> [EXTRACTED TEXT]
SMOKERS from the region who paid a high price for their addiction are fronting a hard-hitting campaign to deter others.

Tony Osborne of Middlesbrough and Maggie Bratton of Newcastle are bravely sharing their stories of the terrible damage caused by smoking as part of a new advertising campaign.

The campaign, by Fresh and supported by Cancer Research UK, shows Mr Osborne of South Bank describing how he was diagnosed with laryngeal cancer when he was 52.

Surgeons at James Cook removed much of the inside of his neck, including his voice box, leaving him with a stoma in his throat.

Mr Osborne, who ditched tobacco for good on the day of his surgery, said: “I knew about lung cancer but I had no idea what was happening to my throat.”

He added: “It was difficult to get used to a new way of breathing through the stoma – the hole in my neck – rather than through my mouth or nose.

“It affects you in so many different ways. My nose doesn’t do anything anymore, I don’t breathe through it and I have no sense of smell.

“I had to learn how to talk again as I now have to press down on the valve on my neck, and in order to talk I have to stop breathing.”

Mrs Bratton, who started smoking as a teenager, says she still gets upset when talking about having cancer and the effect it has had on her life.

She said: “If I had one message to smokers it’d be don’t wait until it’s too late.

“I wish I had stopped smoking sooner, or I wish I had probably never started smoking at all.

“Smoking isn’t worth what I have gone through.”

In the North-East, smoking is estimated to cause over 2,400 new cases of cancer a year and relates to 2,140 deaths annually.

The region’s smoking rates have fallen by 44 per cent since 2005 when almost a third of North East adults smoked. Last year 16.2 per cent of residents were smokers.

Records from a collection
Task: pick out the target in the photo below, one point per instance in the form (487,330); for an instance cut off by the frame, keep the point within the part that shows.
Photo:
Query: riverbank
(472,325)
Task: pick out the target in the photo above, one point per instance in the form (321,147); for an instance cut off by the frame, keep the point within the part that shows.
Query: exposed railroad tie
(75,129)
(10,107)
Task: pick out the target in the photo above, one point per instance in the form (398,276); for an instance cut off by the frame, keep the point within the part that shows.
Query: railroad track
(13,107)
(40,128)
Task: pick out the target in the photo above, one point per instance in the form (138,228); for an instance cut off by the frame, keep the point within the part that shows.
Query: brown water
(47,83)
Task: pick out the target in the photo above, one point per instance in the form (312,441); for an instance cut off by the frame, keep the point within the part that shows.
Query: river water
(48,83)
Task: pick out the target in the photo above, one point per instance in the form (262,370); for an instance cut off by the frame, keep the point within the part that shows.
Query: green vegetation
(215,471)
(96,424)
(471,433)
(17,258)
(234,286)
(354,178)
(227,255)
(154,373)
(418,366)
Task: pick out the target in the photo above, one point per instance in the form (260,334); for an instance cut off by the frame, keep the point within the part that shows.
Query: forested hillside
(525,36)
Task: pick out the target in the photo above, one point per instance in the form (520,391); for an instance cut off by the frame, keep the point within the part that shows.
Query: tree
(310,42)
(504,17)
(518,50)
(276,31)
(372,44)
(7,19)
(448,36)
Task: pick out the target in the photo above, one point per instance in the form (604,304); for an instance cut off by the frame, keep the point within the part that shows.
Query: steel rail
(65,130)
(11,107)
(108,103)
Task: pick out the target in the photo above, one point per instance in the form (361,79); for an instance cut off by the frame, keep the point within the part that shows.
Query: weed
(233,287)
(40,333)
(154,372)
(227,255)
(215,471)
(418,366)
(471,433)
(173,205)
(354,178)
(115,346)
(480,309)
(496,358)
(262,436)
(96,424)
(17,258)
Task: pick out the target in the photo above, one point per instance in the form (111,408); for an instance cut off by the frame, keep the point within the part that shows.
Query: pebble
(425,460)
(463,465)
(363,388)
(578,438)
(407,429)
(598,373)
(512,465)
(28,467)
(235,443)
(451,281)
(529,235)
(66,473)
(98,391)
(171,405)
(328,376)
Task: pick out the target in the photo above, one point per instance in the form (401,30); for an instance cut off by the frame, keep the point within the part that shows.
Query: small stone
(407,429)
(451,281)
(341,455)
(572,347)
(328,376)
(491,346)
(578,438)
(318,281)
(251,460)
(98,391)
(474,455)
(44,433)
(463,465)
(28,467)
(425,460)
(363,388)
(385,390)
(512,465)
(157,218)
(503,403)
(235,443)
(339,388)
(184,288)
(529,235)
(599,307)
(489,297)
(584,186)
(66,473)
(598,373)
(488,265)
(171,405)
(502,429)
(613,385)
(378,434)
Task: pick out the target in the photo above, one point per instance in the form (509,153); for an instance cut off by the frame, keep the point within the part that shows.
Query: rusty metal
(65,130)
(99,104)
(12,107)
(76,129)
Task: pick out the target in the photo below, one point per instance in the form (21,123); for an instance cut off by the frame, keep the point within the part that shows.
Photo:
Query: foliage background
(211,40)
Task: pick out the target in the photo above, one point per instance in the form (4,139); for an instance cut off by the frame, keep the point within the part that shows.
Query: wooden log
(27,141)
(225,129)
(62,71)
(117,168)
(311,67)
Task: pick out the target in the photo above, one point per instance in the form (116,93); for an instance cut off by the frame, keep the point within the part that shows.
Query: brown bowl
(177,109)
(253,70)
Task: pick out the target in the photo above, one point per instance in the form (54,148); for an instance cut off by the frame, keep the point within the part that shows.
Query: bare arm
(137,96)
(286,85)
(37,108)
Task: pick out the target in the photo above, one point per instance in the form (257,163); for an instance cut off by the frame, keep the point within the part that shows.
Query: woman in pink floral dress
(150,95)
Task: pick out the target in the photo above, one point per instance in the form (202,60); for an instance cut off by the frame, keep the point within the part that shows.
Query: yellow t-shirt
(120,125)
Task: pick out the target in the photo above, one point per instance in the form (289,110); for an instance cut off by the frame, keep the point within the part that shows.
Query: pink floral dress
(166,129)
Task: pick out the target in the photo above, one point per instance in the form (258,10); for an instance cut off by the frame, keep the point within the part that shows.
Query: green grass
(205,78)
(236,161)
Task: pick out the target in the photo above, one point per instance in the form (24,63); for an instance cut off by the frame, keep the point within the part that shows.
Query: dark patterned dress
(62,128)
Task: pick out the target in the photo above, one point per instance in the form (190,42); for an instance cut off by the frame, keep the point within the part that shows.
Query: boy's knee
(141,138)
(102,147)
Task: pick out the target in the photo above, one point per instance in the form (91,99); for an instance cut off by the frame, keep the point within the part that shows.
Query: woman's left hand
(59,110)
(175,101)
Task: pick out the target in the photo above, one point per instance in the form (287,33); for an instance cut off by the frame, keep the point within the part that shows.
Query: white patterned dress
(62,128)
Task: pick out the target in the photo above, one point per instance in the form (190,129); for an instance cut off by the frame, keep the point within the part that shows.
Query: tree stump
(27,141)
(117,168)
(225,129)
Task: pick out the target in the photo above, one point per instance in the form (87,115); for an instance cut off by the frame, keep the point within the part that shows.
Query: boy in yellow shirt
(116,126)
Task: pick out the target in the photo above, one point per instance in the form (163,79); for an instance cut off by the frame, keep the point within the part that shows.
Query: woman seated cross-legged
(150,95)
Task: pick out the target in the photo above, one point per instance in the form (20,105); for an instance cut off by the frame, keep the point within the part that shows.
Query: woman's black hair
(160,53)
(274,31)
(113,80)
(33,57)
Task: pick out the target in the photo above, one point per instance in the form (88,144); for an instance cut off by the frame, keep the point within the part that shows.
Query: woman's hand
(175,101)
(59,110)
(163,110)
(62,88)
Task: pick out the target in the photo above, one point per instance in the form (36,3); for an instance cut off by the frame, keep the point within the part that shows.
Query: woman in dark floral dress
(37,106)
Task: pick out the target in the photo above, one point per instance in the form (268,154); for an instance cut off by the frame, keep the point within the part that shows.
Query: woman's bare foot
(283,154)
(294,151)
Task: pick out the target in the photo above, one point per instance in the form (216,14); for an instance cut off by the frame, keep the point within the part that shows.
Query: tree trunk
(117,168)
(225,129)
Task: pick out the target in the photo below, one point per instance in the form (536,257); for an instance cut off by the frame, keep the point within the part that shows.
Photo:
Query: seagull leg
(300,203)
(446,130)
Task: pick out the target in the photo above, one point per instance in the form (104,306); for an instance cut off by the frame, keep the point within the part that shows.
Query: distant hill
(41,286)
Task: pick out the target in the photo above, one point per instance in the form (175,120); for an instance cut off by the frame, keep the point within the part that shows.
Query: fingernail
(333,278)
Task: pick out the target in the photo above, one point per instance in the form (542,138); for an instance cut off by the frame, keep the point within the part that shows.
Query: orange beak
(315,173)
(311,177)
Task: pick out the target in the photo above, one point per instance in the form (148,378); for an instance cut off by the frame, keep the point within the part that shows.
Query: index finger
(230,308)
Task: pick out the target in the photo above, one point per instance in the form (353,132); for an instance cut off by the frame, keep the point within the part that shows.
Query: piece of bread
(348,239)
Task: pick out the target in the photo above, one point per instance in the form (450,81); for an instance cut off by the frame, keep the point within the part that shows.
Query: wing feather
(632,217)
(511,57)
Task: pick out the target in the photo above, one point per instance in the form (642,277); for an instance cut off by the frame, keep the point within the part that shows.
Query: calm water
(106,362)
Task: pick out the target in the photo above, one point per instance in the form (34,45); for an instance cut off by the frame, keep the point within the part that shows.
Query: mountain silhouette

> [WHAT YOU ARE ASKED TO DO] Reproduce the full text about the anti-smoking campaign, word for word. The records are separate material and have no connection to the text.

> [RESPONSE AREA]
SMOKERS from the region who paid a high price for their addiction are fronting a hard-hitting campaign to deter others.

Tony Osborne of Middlesbrough and Maggie Bratton of Newcastle are bravely sharing their stories of the terrible damage caused by smoking as part of a new advertising campaign.

The campaign, by Fresh and supported by Cancer Research UK, shows Mr Osborne of South Bank describing how he was diagnosed with laryngeal cancer when he was 52.

Surgeons at James Cook removed much of the inside of his neck, including his voice box, leaving him with a stoma in his throat.

Mr Osborne, who ditched tobacco for good on the day of his surgery, said: “I knew about lung cancer but I had no idea what was happening to my throat.”

He added: “It was difficult to get used to a new way of breathing through the stoma – the hole in my neck – rather than through my mouth or nose.

“It affects you in so many different ways. My nose doesn’t do anything anymore, I don’t breathe through it and I have no sense of smell.

“I had to learn how to talk again as I now have to press down on the valve on my neck, and in order to talk I have to stop breathing.”

Mrs Bratton, who started smoking as a teenager, says she still gets upset when talking about having cancer and the effect it has had on her life.

She said: “If I had one message to smokers it’d be don’t wait until it’s too late.

“I wish I had stopped smoking sooner, or I wish I had probably never started smoking at all.

“Smoking isn’t worth what I have gone through.”

In the North-East, smoking is estimated to cause over 2,400 new cases of cancer a year and relates to 2,140 deaths annually.

The region’s smoking rates have fallen by 44 per cent since 2005 when almost a third of North East adults smoked. Last year 16.2 per cent of residents were smokers.